Output the lines below as a two-column CSV with the header text,answer and one row for every passage that asks where something is located. Put that passage's wording in the text column and the points that follow it in the answer column, each field enclosed in double quotes with line breaks replaced by spaces.

[Start of PROVIDED RECORDS]

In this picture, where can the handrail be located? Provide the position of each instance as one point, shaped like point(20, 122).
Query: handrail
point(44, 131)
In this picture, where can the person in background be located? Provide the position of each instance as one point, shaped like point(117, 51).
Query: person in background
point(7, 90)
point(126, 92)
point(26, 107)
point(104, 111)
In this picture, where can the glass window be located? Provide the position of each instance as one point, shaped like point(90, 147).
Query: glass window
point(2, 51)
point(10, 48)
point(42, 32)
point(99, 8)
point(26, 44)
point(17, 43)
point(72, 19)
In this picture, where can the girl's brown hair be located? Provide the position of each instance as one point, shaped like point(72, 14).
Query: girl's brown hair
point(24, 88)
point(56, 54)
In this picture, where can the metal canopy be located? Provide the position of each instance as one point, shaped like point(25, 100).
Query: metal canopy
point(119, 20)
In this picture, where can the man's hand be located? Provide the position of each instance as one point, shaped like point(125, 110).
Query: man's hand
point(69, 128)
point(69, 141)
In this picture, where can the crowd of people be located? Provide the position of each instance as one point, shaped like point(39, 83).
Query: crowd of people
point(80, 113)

[End of PROVIDED RECORDS]

> [OUTPUT]:
text,answer
"In this picture, where can the handrail be located? Provide the position of each instance as one point, shaped like point(20, 122). Query: handrail","point(44, 131)"
"In this picture, where can the person in background be located? Provide the position of each instance as one point, shaped like point(117, 51). Query: person in background","point(7, 90) point(126, 92) point(26, 107) point(104, 111)"
"In this picture, where can the glass window be located? Provide the position of each instance as one point, shaped like point(90, 147). Query: glass window","point(2, 51) point(10, 48) point(42, 32) point(99, 8) point(26, 44) point(17, 43) point(72, 19)"
"In this picture, where can the girl's brown hair be located? Provide the position of each instance as one point, shaped like point(72, 14). Query: girl's brown hair","point(24, 88) point(56, 54)"
"In this picture, where can the metal canopy be located? Provide the position of each instance as one point, shaped like point(25, 100). Query: metal canopy","point(119, 20)"
"In this picture, where can the man's hand be located? Provide the position of each instance as one point, shaped like point(125, 110). Query: man's hand","point(69, 128) point(69, 141)"
"In this picture, where can the crowd of people be located? Provide the position of each instance as one point, shaped like point(39, 83). Query: crowd of people","point(80, 113)"